- **Page**:
35 F air can't hold the 6 grams of water vapor that 45 F air can. You can only "fit" 4 grams of water vapor into the 35 F air. The remaining 2 grams would condense. If this happened at ground level the ground would get wet with dew. If it happens above the ground, the water vapor condenses onto small particles in the air and forms fog or a cloud. Because water vapor is being taken out of the air (the water vapor is turning into water), the mixing ratio will decrease from 6 g/kg to 4 g/kg. As you cool air below the dew point, the RH stays constant at 100% and the mixing ratio decreases.

In many ways cooling moist air is liking squeezing a moist sponge

Squeezing the sponge and reducing its volume is like cooling moist air and reducing the saturation mixing ratio. At first (Path 1 in the figure) when you squeeze the sponge nothing happens, no water drips out. Eventually you get to a point where the sponge is saturated. This is like reaching the dew point. If you squeeze the sponge any further (Path 2) water will begin to drip out of the sponge (water vapor will condense from the air).

- **Short task A**: In the passage on cooling moist air, how many grams of water vapor can fit into 35 F air?

Collection entries

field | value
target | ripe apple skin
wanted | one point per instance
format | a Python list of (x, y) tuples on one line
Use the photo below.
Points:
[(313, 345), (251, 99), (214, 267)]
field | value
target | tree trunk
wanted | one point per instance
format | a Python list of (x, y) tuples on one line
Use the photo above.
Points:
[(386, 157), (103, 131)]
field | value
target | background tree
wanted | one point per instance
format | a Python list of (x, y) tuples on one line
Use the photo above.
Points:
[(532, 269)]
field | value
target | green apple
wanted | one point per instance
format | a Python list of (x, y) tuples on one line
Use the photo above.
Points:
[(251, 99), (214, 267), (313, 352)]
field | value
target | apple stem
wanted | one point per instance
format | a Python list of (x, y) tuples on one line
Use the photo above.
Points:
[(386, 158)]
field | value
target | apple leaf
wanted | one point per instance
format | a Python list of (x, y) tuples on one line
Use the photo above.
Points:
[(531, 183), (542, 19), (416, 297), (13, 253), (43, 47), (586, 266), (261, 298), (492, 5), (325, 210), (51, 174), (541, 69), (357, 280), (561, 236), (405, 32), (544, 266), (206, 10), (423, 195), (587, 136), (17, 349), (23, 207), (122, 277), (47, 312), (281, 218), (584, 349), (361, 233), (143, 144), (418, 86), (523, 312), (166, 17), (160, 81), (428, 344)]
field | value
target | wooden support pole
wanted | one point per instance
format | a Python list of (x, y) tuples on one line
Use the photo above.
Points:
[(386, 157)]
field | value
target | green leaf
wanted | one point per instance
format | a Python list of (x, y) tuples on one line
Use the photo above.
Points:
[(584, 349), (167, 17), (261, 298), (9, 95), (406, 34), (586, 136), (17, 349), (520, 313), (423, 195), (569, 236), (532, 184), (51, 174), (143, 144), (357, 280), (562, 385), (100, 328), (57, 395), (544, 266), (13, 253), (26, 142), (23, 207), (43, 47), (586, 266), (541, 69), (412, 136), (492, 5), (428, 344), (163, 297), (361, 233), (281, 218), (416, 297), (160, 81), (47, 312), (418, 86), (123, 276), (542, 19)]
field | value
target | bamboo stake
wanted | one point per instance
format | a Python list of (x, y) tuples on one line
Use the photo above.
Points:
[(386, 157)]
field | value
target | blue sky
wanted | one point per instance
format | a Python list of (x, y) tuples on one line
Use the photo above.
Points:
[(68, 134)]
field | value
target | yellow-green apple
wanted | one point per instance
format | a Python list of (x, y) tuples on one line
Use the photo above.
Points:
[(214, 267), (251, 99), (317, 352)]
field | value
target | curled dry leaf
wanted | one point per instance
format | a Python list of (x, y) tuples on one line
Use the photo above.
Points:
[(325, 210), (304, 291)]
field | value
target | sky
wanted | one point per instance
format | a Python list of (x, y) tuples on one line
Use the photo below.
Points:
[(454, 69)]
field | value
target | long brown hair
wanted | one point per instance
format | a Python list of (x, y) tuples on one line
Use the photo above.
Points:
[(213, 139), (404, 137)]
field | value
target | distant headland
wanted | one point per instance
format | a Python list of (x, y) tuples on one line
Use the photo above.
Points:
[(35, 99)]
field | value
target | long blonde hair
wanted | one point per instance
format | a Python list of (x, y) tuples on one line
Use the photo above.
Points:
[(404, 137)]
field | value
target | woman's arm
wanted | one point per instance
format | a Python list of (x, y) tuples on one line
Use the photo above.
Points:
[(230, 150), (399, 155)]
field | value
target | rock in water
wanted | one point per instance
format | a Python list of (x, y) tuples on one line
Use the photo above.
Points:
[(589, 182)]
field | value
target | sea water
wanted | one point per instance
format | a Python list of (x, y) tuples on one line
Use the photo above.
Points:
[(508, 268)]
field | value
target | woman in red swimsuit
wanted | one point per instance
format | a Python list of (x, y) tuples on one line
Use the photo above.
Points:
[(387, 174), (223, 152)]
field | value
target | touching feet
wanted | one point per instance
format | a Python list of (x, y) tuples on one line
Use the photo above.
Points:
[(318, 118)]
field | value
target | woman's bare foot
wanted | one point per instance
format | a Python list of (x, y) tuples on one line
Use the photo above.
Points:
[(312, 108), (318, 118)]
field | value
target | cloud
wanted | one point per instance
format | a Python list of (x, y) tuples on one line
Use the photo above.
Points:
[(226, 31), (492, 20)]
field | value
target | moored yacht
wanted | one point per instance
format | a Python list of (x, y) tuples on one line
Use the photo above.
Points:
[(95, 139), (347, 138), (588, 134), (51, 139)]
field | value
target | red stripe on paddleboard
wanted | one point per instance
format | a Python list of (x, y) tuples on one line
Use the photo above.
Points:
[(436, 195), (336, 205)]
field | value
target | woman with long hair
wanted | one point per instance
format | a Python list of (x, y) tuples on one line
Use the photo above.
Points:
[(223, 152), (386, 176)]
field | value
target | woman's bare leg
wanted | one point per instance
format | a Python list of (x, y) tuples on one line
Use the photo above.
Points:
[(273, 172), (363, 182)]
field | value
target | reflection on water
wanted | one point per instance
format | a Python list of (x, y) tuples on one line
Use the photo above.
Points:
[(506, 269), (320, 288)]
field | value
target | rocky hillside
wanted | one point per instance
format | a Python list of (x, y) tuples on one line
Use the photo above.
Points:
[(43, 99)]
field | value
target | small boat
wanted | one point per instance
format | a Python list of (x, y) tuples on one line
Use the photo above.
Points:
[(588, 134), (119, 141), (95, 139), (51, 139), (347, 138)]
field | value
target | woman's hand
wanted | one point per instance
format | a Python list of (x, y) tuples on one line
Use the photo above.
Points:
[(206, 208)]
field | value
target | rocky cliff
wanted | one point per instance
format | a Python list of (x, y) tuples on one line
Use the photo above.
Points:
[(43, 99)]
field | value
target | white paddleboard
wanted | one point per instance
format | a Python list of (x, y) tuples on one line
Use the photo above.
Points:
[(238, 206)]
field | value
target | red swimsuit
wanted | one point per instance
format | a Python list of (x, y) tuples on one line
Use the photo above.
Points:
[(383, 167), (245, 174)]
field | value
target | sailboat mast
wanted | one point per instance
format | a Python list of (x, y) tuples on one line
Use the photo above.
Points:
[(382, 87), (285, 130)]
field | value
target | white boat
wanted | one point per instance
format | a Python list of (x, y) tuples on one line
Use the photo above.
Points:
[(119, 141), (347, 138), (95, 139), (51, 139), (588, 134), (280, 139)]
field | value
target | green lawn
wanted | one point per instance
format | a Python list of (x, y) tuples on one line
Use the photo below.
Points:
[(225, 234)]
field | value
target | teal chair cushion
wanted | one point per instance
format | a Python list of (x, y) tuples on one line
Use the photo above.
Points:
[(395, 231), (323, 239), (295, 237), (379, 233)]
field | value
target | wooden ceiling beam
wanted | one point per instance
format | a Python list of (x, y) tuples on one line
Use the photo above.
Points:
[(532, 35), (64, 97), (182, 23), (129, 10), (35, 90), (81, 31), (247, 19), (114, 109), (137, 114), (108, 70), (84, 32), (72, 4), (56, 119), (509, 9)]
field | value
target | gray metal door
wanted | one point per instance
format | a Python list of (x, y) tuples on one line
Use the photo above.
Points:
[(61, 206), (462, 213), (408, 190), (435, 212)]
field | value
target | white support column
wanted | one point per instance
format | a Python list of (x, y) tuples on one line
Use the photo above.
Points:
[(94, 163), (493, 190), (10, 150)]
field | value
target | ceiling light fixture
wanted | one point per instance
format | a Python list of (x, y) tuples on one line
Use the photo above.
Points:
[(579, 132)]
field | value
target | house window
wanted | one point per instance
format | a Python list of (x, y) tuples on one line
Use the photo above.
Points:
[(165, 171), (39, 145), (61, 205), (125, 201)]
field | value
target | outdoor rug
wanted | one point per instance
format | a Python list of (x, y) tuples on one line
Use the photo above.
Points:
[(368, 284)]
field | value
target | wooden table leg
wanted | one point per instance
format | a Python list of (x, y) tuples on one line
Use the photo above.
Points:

- **Short task B**: State only how many lines in the entries above contain the string "bare", where case counts.

- **Full solution A**: 4 grams

- **Full solution B**: 2